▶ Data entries
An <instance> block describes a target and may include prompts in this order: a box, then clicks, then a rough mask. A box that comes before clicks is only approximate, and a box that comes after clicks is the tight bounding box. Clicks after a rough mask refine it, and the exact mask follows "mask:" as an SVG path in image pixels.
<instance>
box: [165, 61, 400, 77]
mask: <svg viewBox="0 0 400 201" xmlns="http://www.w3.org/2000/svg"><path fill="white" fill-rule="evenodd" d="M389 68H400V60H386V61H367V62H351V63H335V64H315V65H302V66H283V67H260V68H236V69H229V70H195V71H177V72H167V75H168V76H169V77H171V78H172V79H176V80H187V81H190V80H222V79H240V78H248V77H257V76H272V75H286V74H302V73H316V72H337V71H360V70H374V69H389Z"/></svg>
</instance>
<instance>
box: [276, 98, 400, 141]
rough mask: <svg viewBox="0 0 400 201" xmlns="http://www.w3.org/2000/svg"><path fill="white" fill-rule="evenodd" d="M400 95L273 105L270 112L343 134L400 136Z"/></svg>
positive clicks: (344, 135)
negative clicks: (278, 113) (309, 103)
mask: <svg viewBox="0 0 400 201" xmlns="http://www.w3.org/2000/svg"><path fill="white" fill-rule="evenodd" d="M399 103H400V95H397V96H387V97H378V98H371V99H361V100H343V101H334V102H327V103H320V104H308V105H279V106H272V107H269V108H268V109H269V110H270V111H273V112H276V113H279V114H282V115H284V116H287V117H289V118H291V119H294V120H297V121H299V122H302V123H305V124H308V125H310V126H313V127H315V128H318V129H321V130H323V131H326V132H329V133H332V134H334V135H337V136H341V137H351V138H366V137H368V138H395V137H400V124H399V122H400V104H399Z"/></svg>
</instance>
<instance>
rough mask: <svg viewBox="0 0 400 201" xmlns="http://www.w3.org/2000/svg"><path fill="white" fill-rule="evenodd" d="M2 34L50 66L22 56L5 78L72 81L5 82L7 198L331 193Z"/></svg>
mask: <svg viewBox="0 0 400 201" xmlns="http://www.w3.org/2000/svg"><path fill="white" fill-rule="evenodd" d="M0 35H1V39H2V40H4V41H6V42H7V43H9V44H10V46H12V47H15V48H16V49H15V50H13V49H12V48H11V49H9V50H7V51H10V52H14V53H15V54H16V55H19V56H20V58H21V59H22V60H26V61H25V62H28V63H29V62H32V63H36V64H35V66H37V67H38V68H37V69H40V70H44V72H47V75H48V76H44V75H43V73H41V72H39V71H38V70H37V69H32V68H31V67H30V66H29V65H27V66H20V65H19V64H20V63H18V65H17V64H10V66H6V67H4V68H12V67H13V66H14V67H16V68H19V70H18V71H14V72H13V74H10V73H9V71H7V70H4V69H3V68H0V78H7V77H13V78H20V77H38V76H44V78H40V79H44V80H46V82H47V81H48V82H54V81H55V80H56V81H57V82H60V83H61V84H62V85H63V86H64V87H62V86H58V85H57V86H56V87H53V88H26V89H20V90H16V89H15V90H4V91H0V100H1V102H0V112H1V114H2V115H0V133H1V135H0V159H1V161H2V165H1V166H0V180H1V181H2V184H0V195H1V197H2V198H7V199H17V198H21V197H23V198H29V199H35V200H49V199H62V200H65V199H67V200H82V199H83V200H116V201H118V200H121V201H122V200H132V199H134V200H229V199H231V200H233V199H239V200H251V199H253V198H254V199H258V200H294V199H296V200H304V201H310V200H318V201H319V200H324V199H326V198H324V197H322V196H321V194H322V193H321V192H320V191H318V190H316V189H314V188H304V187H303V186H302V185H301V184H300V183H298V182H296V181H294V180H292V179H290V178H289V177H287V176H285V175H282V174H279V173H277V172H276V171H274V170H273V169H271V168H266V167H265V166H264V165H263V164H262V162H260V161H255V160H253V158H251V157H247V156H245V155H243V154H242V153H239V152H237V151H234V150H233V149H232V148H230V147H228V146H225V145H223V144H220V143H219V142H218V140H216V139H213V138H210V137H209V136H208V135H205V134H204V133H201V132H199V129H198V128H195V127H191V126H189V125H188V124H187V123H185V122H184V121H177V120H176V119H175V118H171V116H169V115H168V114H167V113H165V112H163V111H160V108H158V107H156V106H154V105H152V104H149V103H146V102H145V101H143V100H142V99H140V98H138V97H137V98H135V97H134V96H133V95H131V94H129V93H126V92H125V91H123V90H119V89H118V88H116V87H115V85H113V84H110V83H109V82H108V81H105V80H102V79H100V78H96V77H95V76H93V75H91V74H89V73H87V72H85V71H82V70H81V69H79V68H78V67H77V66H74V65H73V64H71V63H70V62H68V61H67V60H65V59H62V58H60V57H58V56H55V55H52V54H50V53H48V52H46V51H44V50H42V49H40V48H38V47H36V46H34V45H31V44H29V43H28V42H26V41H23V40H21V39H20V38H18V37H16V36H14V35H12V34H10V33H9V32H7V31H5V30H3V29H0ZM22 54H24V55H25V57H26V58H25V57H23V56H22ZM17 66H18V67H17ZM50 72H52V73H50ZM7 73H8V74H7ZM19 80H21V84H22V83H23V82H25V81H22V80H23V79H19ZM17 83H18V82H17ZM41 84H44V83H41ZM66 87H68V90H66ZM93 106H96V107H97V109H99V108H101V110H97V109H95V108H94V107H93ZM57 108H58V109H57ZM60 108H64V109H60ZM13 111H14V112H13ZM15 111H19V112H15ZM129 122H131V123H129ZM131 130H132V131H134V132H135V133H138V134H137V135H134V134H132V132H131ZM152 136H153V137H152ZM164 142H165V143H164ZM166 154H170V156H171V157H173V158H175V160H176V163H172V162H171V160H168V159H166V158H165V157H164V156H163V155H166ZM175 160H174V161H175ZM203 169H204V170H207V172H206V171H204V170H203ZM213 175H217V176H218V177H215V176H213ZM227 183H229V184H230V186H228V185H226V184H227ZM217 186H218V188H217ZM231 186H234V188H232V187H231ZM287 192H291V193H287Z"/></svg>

▶ EXERCISE
All entries must be repeated exactly.

▶ SOLUTION FOR THIS EXERCISE
An <instance> block describes a target and may include prompts in this order: a box, then clicks, then a rough mask. A box that comes before clicks is only approximate, and a box that comes after clicks is the tight bounding box. Clicks after a rough mask refine it, and the exact mask follows "mask:" as an SVG path in image pixels.
<instance>
box: [165, 61, 400, 77]
mask: <svg viewBox="0 0 400 201" xmlns="http://www.w3.org/2000/svg"><path fill="white" fill-rule="evenodd" d="M389 68H400V60H386V61H367V62H351V63H335V64H315V65H302V66H283V67H260V68H236V69H229V70H195V71H177V72H167V75H168V76H169V77H171V78H172V79H176V80H187V81H190V80H222V79H240V78H248V77H257V76H272V75H286V74H302V73H316V72H337V71H360V70H374V69H389Z"/></svg>
</instance>
<instance>
box: [276, 98, 400, 141]
rough mask: <svg viewBox="0 0 400 201" xmlns="http://www.w3.org/2000/svg"><path fill="white" fill-rule="evenodd" d="M400 95L273 105L270 112L343 134L400 136Z"/></svg>
positive clicks: (344, 135)
negative clicks: (278, 113) (309, 103)
mask: <svg viewBox="0 0 400 201" xmlns="http://www.w3.org/2000/svg"><path fill="white" fill-rule="evenodd" d="M399 103H400V95H397V96H387V97H378V98H371V99H361V100H343V101H334V102H327V103H320V104H308V105H279V106H272V107H269V108H268V109H269V110H270V111H273V112H276V113H279V114H282V115H284V116H287V117H289V118H291V119H294V120H297V121H299V122H302V123H305V124H308V125H310V126H313V127H315V128H318V129H321V130H323V131H326V132H329V133H332V134H334V135H337V136H341V137H351V138H366V137H368V138H395V137H400V124H399V122H400V104H399Z"/></svg>
</instance>
<instance>
rough mask: <svg viewBox="0 0 400 201" xmlns="http://www.w3.org/2000/svg"><path fill="white" fill-rule="evenodd" d="M2 34L50 66L22 56L5 78L72 81L5 82L7 198L331 193Z"/></svg>
mask: <svg viewBox="0 0 400 201" xmlns="http://www.w3.org/2000/svg"><path fill="white" fill-rule="evenodd" d="M0 35H1V39H2V40H4V41H6V42H7V43H9V44H10V46H12V47H15V48H16V49H15V50H13V49H12V48H11V49H9V50H7V51H10V52H14V53H15V54H16V55H19V56H20V58H21V59H22V60H26V61H25V62H28V63H29V62H32V63H36V64H35V66H37V67H38V68H37V69H40V70H44V72H47V75H48V76H44V75H43V73H41V72H39V71H38V70H37V69H32V68H31V67H30V66H29V65H27V66H20V65H19V64H20V63H18V65H17V64H10V66H6V67H4V68H12V67H13V66H14V67H16V68H19V70H18V71H14V72H13V74H10V73H9V71H7V70H4V69H3V68H0V78H7V77H13V78H20V77H38V76H44V78H40V79H44V80H46V82H47V81H48V82H54V81H55V80H56V81H57V82H60V83H61V84H62V85H63V86H64V87H62V86H58V85H57V86H56V87H53V88H26V89H20V90H16V89H15V90H4V91H0V100H1V102H0V112H1V114H2V115H0V133H1V135H0V159H1V161H2V165H1V166H0V180H1V181H2V184H0V195H1V197H2V198H7V199H17V198H21V197H23V198H29V199H35V200H49V199H62V200H65V199H67V200H82V199H83V200H116V201H118V200H121V201H122V200H132V199H134V200H229V199H231V200H233V199H239V200H251V199H253V198H254V199H258V200H294V199H296V200H304V201H310V200H318V201H319V200H324V199H326V198H324V197H322V196H321V194H322V193H321V192H320V191H318V190H316V189H314V188H304V187H303V186H302V185H301V184H300V183H298V182H296V181H294V180H292V179H290V178H289V177H287V176H285V175H282V174H279V173H277V172H276V171H274V170H273V169H271V168H266V167H265V166H264V165H263V164H262V162H260V161H255V160H253V158H251V157H247V156H245V155H243V154H242V153H239V152H237V151H234V150H233V149H232V148H230V147H228V146H225V145H223V144H220V143H219V142H218V140H216V139H213V138H210V137H209V136H208V135H205V134H204V133H201V132H199V129H198V128H195V127H191V126H189V125H188V124H187V123H185V122H184V121H177V120H176V119H175V118H171V116H169V115H168V114H167V113H165V112H163V111H160V108H158V107H156V106H154V105H152V104H149V103H146V102H145V101H143V100H142V99H140V98H138V97H137V98H135V97H134V96H133V95H131V94H129V93H126V92H125V91H123V90H119V89H118V88H116V87H115V85H113V84H110V83H109V82H108V81H105V80H102V79H100V78H96V77H95V76H93V75H91V74H89V73H87V72H85V71H82V70H81V69H79V68H78V67H77V66H74V65H73V64H71V63H70V62H68V61H67V60H65V59H62V58H60V57H58V56H55V55H52V54H50V53H48V52H46V51H44V50H42V49H40V48H38V47H36V46H34V45H31V44H29V43H28V42H26V41H23V40H21V39H20V38H18V37H16V36H14V35H12V34H10V33H9V32H7V31H5V30H3V29H0ZM22 54H24V55H25V57H26V58H25V57H23V56H22ZM17 66H18V67H17ZM50 72H52V73H50ZM7 73H8V74H7ZM19 80H21V84H22V83H23V82H25V81H22V80H23V79H19ZM17 83H18V82H17ZM41 84H44V83H41ZM66 87H68V90H66ZM93 106H96V107H97V109H99V108H101V110H97V109H95V108H94V107H93ZM57 108H58V109H57ZM60 108H64V109H60ZM13 111H14V112H13ZM15 111H19V112H15ZM129 122H131V123H129ZM131 130H132V131H134V132H135V133H138V134H137V135H134V134H132V132H131ZM152 136H153V137H152ZM164 142H165V143H164ZM166 154H170V156H171V157H173V158H175V160H176V163H172V162H171V160H168V159H166V158H165V157H164V156H163V155H166ZM175 160H174V161H175ZM203 169H204V170H207V172H206V171H204V170H203ZM213 175H217V176H218V177H215V176H213ZM227 183H229V184H230V186H228V185H226V184H227ZM217 186H218V188H217ZM231 186H234V188H232V187H231ZM287 192H291V193H287Z"/></svg>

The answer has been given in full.